:: READING PASSAGE
How to Buy Software That Is Futureproof

October 20, 2016
Archived, Productivity

For most of us, software just needs to be secure, reliable, easy to use, and suitable for the foreseeable future – especially for business-related purposes. But how can we ensure that when we need to buy software that it’s futureproof?

Without knowing what to look for, buying software can be a tricky business.

But, for various reasons we often find ourselves in need of new software to help us get more done, work faster, and ensure our security.

So, to help you along I’ll share with you some advice that will keep you on track.

To sum it up you should:

  • Be sure about the specific requirements you have for the software
  • Make sure it is user-friendly and adaptable
  • Ensure it matches your company’s needs and habits
  • Be aware of compatibility problems with different types of devices and operating systems
  • Make sure the software doesn’t require frequent fixes, but support is provided reliably, if needed
  • Choose software that fits your data privacy/security requirements
  • Inform yourself about the product’s price stability

The world of technology is evolving at a faster rate than ever before. Therefore, it is important to choose software that can keep up with that pace and the current standards.

To help you narrowing it down to a few options, there are a few simple questions and criteria, so you can find the futureproof software you’re looking for.

Define Your Specific Requirements for the Software


First of all, let’s start with your needs:

  • What do you absolutely want the software to be able to do?
  • What kind of functionality do you need from the software in order to carry out the task?
  • Extra functionality beyond that – the bells and whistles as they’re sometimes known, are nice to have, but they’re not essential when you buy software.
  • And what do you anticipate will be your needs in the foreseeable future – say 3 – 5 years from now?

This should be your absolute bottom line which your choice of software must be able to meet.

Speak with everyone who may potentially use the software too – to make sure you don’t miss out any important criteria.

Stakeholders will have big influence on whether your final choice is accepted anyway – so it’s best to include them early in the process. It’s an essential part of making sure your proposal is accepted.
::::
:: LISTED RECORDS
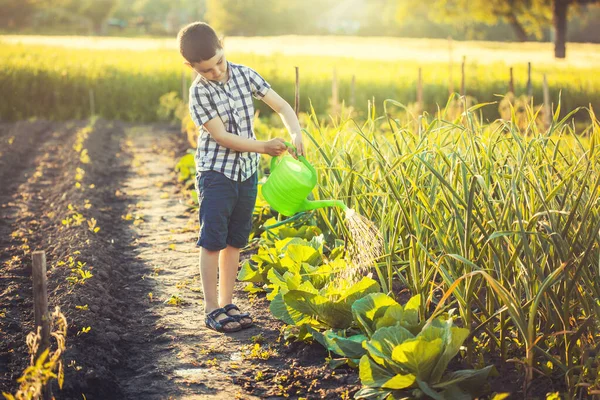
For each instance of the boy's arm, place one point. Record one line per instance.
(215, 127)
(288, 116)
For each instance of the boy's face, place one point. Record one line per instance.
(214, 69)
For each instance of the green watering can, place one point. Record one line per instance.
(290, 182)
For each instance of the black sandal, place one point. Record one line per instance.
(239, 317)
(219, 326)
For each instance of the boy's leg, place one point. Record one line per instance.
(229, 260)
(240, 225)
(217, 196)
(209, 261)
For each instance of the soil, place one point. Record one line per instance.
(139, 345)
(136, 327)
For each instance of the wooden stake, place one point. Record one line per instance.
(352, 91)
(40, 298)
(184, 96)
(334, 93)
(547, 106)
(420, 90)
(92, 105)
(462, 84)
(529, 82)
(450, 81)
(297, 92)
(511, 83)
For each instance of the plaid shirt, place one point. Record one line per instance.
(231, 102)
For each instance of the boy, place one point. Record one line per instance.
(220, 104)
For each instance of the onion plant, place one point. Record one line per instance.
(502, 217)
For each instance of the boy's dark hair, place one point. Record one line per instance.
(198, 42)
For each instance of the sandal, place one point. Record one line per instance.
(221, 325)
(239, 317)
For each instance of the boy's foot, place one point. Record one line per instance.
(220, 321)
(234, 312)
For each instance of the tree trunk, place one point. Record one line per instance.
(559, 12)
(518, 28)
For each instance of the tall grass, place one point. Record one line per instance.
(55, 82)
(505, 222)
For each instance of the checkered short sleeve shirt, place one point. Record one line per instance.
(232, 102)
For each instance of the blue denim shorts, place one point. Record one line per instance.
(226, 208)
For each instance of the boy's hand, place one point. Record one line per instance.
(298, 143)
(275, 147)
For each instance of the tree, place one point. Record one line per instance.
(15, 13)
(527, 17)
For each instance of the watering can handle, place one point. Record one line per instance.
(302, 159)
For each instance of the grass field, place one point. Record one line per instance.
(363, 48)
(52, 77)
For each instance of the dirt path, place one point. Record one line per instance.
(180, 357)
(136, 328)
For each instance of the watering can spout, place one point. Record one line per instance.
(314, 204)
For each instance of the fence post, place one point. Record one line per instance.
(420, 90)
(334, 93)
(353, 91)
(451, 81)
(529, 82)
(40, 306)
(92, 103)
(183, 86)
(547, 106)
(297, 92)
(462, 84)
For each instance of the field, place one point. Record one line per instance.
(58, 82)
(486, 283)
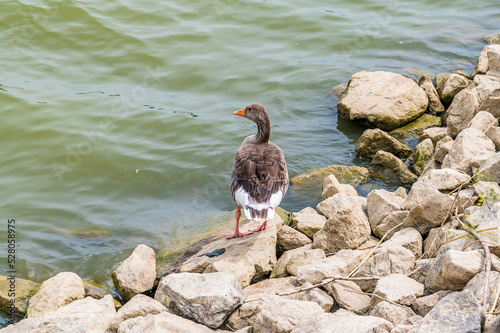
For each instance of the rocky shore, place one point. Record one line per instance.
(424, 258)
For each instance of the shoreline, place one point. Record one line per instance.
(340, 242)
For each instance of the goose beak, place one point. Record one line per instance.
(240, 112)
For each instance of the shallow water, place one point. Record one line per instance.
(117, 117)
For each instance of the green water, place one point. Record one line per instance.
(116, 116)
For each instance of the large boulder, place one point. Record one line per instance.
(160, 323)
(332, 186)
(457, 312)
(340, 264)
(137, 273)
(381, 203)
(397, 288)
(424, 152)
(416, 128)
(248, 258)
(435, 105)
(288, 263)
(476, 286)
(373, 140)
(206, 298)
(289, 239)
(308, 221)
(450, 87)
(489, 59)
(347, 229)
(451, 270)
(343, 321)
(384, 262)
(387, 166)
(349, 296)
(382, 99)
(279, 315)
(82, 315)
(54, 293)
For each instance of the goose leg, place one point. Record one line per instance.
(263, 226)
(237, 232)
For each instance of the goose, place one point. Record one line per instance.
(259, 179)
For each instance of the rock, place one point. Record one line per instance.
(54, 293)
(409, 238)
(483, 121)
(424, 304)
(387, 166)
(452, 270)
(490, 169)
(457, 312)
(381, 203)
(489, 59)
(353, 175)
(390, 312)
(162, 322)
(439, 241)
(137, 273)
(242, 268)
(288, 263)
(435, 105)
(373, 140)
(492, 326)
(24, 289)
(288, 285)
(349, 296)
(83, 315)
(461, 111)
(397, 288)
(382, 99)
(206, 298)
(494, 135)
(389, 224)
(486, 217)
(332, 186)
(340, 264)
(446, 179)
(289, 239)
(139, 306)
(239, 255)
(309, 222)
(343, 321)
(338, 90)
(436, 134)
(385, 261)
(347, 229)
(442, 148)
(339, 202)
(476, 286)
(416, 128)
(423, 154)
(279, 315)
(491, 103)
(452, 86)
(429, 213)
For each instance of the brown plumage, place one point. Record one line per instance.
(259, 179)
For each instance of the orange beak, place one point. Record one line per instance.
(240, 112)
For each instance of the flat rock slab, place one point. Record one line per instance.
(457, 312)
(249, 257)
(54, 293)
(343, 321)
(382, 99)
(206, 298)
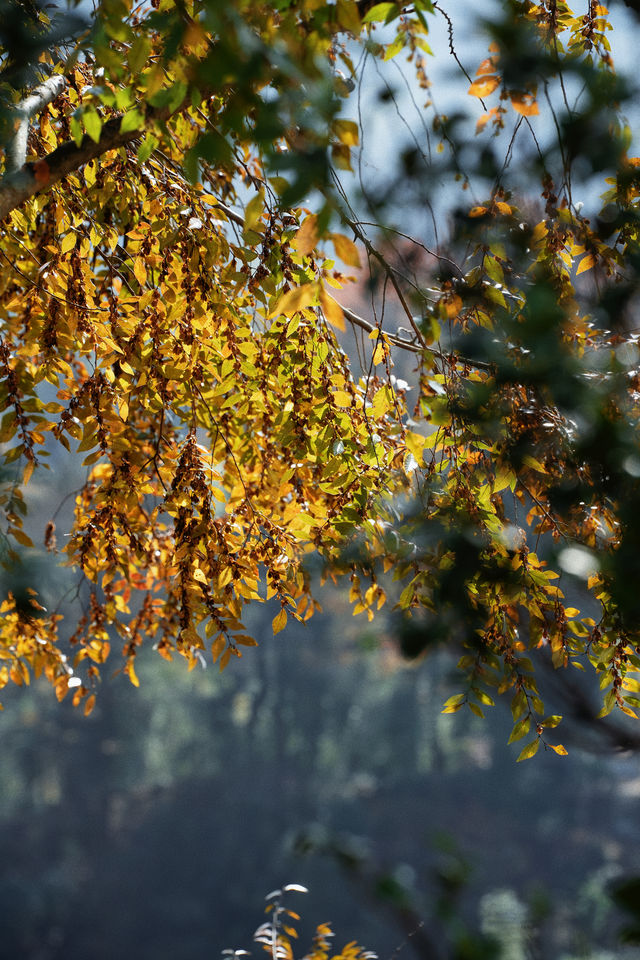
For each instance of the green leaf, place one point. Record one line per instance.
::::
▶ **DIRECTIONS**
1. In the software-buying article, how far into the future should you think about your needs?
2. Give the part of the rows that opens with the line containing "For each instance of the orange" and runs through the last row as a Markdown table with columns Nr and Line. Skip blank lines and leave the pictures out.
The software-buying article and the rows have nothing to do with each other.

▶ **CORRECT ANSWERS**
1. Three to five years from now.

2.
| Nr | Line |
|---|---|
| 1 | For each instance of the orange beak, place one point. Record one line per instance. |
| 2 | (240, 112) |
| 3 | For each instance of the flat rock slab, place one point. Record one line per instance. |
| 4 | (457, 312) |
| 5 | (249, 257) |
| 6 | (54, 293) |
| 7 | (343, 321) |
| 8 | (382, 99) |
| 9 | (206, 298) |
| 10 | For each instance of the green leaf, place one point. Record one line per instance. |